*Exercise*
Rewrite the items from the line with "pin rough stone ground" through the line with "[327,210,384,245]", including both, as a two-column CSV with the columns text and answer. Give one row per item, put each field in double quotes with any line breaks turned into spaces, and leave out the pictures.
## begin Provided data
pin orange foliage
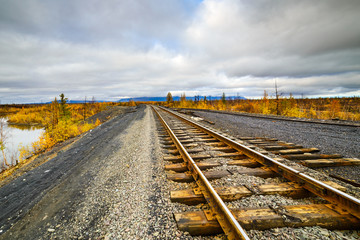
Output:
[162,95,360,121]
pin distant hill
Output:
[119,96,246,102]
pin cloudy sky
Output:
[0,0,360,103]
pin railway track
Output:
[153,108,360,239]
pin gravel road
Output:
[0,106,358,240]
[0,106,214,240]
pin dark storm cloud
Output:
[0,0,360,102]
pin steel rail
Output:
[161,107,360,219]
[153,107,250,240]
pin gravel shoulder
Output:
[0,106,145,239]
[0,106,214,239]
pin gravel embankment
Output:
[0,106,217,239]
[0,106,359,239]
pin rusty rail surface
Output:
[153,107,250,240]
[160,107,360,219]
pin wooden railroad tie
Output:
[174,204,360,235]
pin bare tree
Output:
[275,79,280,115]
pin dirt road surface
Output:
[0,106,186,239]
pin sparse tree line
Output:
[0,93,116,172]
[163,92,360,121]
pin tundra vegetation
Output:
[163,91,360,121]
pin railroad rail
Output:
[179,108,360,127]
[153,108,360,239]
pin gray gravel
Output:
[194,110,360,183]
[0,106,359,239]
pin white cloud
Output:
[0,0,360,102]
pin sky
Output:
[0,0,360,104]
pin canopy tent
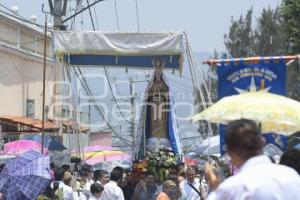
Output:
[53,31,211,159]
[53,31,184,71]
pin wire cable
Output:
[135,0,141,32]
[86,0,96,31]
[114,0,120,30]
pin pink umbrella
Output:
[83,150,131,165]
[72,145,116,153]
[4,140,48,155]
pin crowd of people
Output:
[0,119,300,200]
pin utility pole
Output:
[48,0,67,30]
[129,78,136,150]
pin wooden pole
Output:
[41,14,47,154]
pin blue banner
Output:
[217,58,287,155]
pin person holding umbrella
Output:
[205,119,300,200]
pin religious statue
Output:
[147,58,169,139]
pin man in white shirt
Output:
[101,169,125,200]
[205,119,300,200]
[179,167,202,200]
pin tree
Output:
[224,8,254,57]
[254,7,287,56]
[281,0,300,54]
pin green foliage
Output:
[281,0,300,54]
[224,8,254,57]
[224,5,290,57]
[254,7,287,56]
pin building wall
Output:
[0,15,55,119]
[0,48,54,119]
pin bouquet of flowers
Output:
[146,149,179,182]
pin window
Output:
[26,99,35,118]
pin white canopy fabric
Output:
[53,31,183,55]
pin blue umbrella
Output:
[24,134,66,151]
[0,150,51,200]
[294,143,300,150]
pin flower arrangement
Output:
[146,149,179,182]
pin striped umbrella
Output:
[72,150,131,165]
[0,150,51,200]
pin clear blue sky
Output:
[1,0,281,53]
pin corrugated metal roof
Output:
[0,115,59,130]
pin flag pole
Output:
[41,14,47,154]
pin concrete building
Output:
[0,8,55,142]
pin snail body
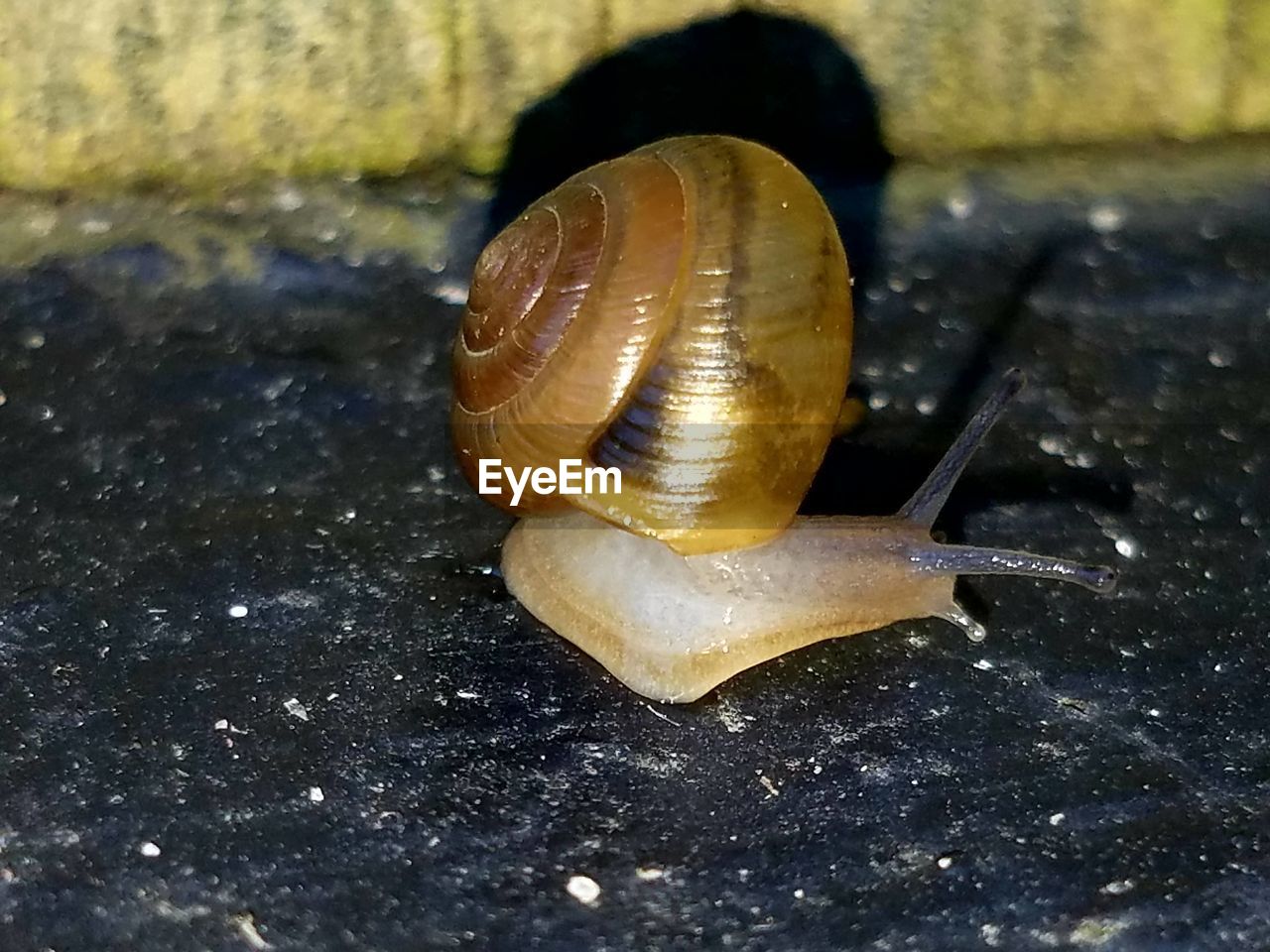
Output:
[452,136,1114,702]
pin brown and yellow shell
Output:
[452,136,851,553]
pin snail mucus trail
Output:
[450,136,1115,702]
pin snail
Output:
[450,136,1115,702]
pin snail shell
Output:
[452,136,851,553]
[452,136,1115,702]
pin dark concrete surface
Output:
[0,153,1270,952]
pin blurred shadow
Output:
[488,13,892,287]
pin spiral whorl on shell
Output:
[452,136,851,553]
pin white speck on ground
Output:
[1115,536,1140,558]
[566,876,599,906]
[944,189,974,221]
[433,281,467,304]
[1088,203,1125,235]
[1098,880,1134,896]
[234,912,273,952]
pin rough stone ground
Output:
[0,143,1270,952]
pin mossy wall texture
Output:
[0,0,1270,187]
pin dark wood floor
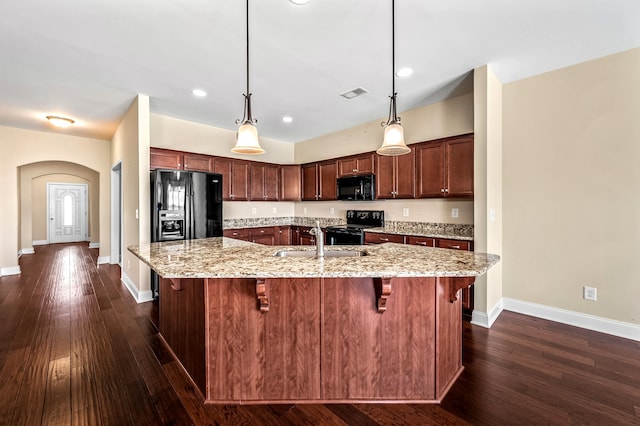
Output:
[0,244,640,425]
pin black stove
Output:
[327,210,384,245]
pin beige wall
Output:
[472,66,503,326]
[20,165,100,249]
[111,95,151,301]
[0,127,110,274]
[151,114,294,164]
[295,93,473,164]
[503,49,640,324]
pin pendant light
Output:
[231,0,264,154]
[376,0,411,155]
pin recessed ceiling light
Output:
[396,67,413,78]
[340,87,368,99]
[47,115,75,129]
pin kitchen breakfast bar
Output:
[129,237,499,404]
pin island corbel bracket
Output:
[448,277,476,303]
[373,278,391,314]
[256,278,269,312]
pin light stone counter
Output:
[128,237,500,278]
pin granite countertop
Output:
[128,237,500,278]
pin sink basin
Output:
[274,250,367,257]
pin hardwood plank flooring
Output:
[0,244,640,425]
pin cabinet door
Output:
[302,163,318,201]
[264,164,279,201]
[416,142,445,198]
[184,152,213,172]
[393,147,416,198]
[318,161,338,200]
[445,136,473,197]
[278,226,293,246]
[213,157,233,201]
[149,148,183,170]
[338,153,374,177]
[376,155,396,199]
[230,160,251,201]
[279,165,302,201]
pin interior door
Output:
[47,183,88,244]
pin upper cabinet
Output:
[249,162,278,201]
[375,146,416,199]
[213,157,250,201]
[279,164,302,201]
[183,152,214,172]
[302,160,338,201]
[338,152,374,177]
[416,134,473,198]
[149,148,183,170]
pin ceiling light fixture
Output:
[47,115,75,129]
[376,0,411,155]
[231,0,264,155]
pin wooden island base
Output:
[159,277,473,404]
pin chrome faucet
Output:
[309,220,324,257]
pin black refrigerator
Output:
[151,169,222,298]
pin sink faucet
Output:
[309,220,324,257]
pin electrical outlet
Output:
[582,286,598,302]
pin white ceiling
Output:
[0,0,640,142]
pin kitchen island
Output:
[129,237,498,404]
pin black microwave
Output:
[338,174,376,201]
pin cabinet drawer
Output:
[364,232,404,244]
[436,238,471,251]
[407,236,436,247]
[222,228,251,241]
## end Provided data
## begin Provided data
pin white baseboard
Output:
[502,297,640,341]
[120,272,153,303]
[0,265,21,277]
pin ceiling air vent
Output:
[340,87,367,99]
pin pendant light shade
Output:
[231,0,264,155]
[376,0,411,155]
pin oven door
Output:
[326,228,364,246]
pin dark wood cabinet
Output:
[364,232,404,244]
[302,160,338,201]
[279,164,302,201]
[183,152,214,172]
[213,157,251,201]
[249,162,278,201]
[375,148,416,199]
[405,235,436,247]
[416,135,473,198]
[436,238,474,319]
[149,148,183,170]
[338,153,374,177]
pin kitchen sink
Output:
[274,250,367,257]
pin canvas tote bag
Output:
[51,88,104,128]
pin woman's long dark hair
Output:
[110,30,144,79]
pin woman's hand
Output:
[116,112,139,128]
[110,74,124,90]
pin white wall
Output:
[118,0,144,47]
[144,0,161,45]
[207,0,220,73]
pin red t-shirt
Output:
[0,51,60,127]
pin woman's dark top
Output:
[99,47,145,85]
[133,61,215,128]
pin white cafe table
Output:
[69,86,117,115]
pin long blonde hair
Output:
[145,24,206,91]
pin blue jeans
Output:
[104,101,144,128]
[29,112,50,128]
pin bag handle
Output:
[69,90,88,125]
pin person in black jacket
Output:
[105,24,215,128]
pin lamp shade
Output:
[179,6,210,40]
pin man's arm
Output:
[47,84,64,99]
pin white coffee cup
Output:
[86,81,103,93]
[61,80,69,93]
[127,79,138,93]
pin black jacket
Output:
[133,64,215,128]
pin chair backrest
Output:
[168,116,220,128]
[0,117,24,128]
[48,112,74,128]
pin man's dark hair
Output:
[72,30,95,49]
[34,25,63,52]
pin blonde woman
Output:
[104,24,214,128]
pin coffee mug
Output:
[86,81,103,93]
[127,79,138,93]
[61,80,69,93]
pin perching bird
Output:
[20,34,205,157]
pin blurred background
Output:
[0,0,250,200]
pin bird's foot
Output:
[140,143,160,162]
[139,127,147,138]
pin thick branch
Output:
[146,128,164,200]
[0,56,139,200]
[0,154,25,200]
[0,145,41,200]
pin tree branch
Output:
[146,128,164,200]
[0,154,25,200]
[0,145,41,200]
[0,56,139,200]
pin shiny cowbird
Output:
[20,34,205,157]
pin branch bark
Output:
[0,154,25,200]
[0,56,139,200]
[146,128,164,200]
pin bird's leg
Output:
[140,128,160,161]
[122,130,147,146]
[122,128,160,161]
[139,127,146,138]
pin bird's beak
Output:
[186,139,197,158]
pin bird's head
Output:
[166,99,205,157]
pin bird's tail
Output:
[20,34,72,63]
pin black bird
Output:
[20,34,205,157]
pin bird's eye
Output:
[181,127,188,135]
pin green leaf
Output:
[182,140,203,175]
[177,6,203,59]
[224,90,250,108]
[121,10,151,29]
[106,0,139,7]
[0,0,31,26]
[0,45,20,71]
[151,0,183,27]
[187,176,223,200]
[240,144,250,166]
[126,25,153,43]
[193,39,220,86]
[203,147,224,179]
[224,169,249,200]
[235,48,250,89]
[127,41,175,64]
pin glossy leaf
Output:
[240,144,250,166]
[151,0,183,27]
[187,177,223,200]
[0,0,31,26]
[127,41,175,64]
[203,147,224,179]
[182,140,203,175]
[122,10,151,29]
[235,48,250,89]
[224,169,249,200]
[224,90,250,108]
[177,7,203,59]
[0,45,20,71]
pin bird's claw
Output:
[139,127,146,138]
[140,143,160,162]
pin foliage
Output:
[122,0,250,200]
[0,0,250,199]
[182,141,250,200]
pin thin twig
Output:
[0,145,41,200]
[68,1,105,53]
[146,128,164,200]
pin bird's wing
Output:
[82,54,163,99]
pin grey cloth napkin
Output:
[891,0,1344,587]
## end Provided data
*Solved problem*
text,answer
"pin rough stone ground Output:","[0,143,1270,952]"
"pin mossy wall texture Output:","[0,0,1270,187]"
"pin dark wood floor Output:","[0,244,640,425]"
"pin black stove Output:","[327,210,384,245]"